[START OF RECORDS FOR THE EXERCISE]

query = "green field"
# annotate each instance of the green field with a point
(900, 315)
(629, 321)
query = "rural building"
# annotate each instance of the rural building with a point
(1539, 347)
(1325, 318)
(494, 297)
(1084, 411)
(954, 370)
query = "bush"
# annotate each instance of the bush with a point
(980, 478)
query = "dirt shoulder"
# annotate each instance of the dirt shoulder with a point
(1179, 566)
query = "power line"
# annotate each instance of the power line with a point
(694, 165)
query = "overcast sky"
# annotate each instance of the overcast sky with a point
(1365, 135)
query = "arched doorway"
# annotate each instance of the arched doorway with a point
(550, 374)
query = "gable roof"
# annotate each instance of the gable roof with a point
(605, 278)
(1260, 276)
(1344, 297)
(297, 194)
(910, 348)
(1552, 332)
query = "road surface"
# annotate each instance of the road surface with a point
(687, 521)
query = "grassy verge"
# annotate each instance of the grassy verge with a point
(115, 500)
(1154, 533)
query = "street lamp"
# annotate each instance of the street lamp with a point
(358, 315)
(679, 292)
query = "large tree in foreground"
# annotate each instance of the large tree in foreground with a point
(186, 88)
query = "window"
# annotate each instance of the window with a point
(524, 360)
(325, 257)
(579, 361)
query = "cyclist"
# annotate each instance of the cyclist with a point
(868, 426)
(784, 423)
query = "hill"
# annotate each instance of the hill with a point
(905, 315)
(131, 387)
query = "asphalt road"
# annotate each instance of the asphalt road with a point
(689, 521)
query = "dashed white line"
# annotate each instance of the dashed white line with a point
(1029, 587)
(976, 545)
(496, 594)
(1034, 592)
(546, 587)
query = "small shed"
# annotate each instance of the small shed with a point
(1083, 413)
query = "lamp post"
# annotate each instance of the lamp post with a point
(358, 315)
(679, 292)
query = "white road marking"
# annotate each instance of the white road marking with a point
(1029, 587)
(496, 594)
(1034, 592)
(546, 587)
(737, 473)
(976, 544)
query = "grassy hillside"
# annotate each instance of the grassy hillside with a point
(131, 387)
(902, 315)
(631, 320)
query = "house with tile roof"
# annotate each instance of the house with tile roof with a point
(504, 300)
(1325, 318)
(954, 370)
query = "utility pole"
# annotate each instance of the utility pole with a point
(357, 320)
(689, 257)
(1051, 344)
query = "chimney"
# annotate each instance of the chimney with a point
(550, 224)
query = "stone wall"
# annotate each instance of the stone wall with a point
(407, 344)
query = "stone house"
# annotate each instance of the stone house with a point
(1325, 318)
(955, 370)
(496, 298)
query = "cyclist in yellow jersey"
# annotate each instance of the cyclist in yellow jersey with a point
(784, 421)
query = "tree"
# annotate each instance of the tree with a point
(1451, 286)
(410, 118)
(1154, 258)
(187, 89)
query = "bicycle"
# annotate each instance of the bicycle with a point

[END OF RECORDS FOR THE EXERCISE]

SHORT EXERCISE: Extract each line of the material exactly as it stands.

ANSWER TO THE EXERCISE:
query = "green field"
# annotate each instance of the green field with a point
(900, 315)
(629, 321)
query = "rural building"
# annotate each instance of the rural building with a point
(1539, 347)
(1325, 318)
(494, 297)
(1084, 411)
(954, 370)
query = "bush"
# annotate each instance of the bush with a point
(980, 478)
query = "dirt shoulder"
# annotate each instance of the dirt shoulder with a point
(1179, 566)
query = "power line"
# annotate each instance of the power line with a point
(694, 165)
query = "overcast sky"
# annotate each instance of the overcast sky with a point
(1365, 135)
query = "arched doorway"
# annotate each instance of the arched doorway with a point
(550, 374)
query = "gable roof"
# annotate each instance of the gable roof with a point
(605, 278)
(1260, 276)
(1344, 297)
(297, 194)
(910, 348)
(1552, 332)
query = "road surface"
# annotate each instance of the road surface with a point
(687, 521)
query = "grassy verge"
# annotate each instance of the grassy verge with a point
(115, 500)
(1154, 533)
query = "street lamp"
# annotate each instance of the street lamp with a point
(358, 315)
(679, 292)
query = "large tree in foreground"
# annotate each instance of the large tree in foreground with a point
(186, 88)
query = "window"
# annotate each instance of the window with a point
(524, 360)
(325, 257)
(579, 361)
query = "cyclist"
# annotate each instance of the cyclist with a point
(868, 426)
(784, 423)
query = "hill"
# annotate each instance of the hill with a point
(905, 315)
(131, 387)
query = "asphalt road"
# annotate each instance of the asphalt road with a point
(689, 521)
query = "dashed white line"
# annotate each instance of the dashed white line with a point
(1029, 587)
(976, 545)
(496, 594)
(1034, 592)
(546, 587)
query = "small shed"
# annotate each instance of the small shed with a point
(1083, 413)
query = "lamp post"
# annotate each instance of the lamp post with a point
(358, 315)
(679, 292)
query = "white road marking"
# annotate each instance of the white road marking with a point
(1029, 587)
(496, 594)
(1034, 592)
(546, 587)
(737, 473)
(976, 544)
query = "grassy hillside"
# annotate each instance of the grassy hillside with a point
(131, 387)
(902, 315)
(631, 320)
query = "house with tile roof"
# annotate each instance of the house with tile roof with a point
(504, 300)
(1325, 318)
(954, 370)
query = "utility pole"
# annotate each instance of the utility pole with a point
(357, 320)
(689, 257)
(1051, 344)
query = "chimney"
# annotate each instance of the chimney with a point
(550, 224)
query = "stone wall"
# annotate each instance of the stone wall with a point
(407, 344)
query = "stone house"
# annotate each instance of the stone house with a point
(1325, 318)
(955, 370)
(496, 298)
query = "cyclist in yellow jersey"
# annotate each instance of the cyclist in yellow jersey with a point
(784, 421)
query = "tree"
# annotate each instance of the tree with a point
(1451, 286)
(410, 118)
(1154, 258)
(187, 89)
query = "bicycle"
# annotate each instance of the bicycle with a point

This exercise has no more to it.